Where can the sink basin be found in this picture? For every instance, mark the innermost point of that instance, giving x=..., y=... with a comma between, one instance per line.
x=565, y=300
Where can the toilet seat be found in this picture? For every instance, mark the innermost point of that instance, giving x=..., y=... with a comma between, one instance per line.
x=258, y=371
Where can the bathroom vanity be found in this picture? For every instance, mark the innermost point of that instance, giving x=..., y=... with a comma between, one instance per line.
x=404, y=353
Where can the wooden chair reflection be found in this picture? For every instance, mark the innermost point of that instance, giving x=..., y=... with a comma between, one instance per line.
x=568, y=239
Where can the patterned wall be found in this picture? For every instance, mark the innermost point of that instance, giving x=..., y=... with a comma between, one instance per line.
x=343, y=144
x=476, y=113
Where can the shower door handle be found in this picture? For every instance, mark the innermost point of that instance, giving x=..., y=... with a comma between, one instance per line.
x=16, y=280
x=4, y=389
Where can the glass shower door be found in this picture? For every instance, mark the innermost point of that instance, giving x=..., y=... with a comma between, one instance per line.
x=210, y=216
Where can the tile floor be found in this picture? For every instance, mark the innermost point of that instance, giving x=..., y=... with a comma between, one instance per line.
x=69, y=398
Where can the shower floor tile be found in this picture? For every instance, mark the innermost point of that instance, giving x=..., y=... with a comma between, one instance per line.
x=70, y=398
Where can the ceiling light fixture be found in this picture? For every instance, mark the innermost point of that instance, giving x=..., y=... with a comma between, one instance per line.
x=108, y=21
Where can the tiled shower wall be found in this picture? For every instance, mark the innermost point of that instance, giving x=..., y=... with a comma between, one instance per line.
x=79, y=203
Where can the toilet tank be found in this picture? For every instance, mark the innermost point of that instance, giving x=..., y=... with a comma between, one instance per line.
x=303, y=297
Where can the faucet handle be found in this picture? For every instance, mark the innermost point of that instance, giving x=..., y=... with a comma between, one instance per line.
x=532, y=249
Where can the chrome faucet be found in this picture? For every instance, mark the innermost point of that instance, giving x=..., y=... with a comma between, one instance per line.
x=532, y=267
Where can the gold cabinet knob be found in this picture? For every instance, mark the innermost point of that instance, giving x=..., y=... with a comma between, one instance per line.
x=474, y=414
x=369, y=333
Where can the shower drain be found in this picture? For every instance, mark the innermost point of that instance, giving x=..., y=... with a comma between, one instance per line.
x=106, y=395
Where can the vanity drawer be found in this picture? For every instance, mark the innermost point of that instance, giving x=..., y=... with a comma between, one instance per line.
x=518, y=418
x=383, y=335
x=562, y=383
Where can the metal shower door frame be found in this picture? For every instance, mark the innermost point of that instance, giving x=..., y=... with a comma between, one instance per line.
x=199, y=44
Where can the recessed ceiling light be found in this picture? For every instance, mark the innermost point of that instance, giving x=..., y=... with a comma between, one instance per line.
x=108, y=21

**GIVEN INSTRUCTION**
Put every line of the items above, from the line containing "Where can the shower door" down to the line containing "x=369, y=333", into a JSON list of strings with one string per line, leaving out blank lines.

**SOLUTION TO THE EXERCISE**
[
  "Where can the shower door handle be found in this picture? For every instance, mark the innermost point of that instance, giving x=..., y=... with a comma between, one instance per line.",
  "x=16, y=280",
  "x=4, y=389",
  "Where can the glass shower door be found in this picture? For every instance, mark the innermost point of that instance, giving x=..., y=... with a comma between, one instance per line.",
  "x=210, y=216",
  "Where can the tile floor be found in this picture? For every instance, mark the innermost point of that instance, giving x=..., y=... with a comma between, one instance per line.",
  "x=69, y=398",
  "Where can the shower floor tile be found in this picture? For every instance, mark the innermost point of that instance, giving x=..., y=... with a comma between, one instance per line.",
  "x=70, y=398",
  "Where can the ceiling light fixture be found in this picture? For every instance, mark the innermost point of that instance, giving x=..., y=... with a comma between, one instance per line.",
  "x=108, y=21",
  "Where can the tiled shower wall be found in this picture? For every instance, mark the innermost point of that instance, giving x=..., y=... with a comma between, one instance per line.",
  "x=79, y=203",
  "Where can the toilet tank be found in this picture? For every instance, mark the innermost point of that instance, giving x=..., y=... with a comma between, one instance per line.",
  "x=303, y=297",
  "Where can the faucet handle be found in this picture? For every instance, mark the innermost point of that instance, giving x=..., y=... with a comma between, one instance per line.",
  "x=532, y=249",
  "Where can the chrome faucet be found in this picture? For every instance, mark the innermost point of that instance, giving x=..., y=... with a comma between, one instance per line.",
  "x=532, y=267",
  "Where can the gold cabinet knob be found in this picture? For every instance, mark the innermost point of that instance, giving x=..., y=... with a comma between, one instance per line.",
  "x=474, y=414",
  "x=369, y=333"
]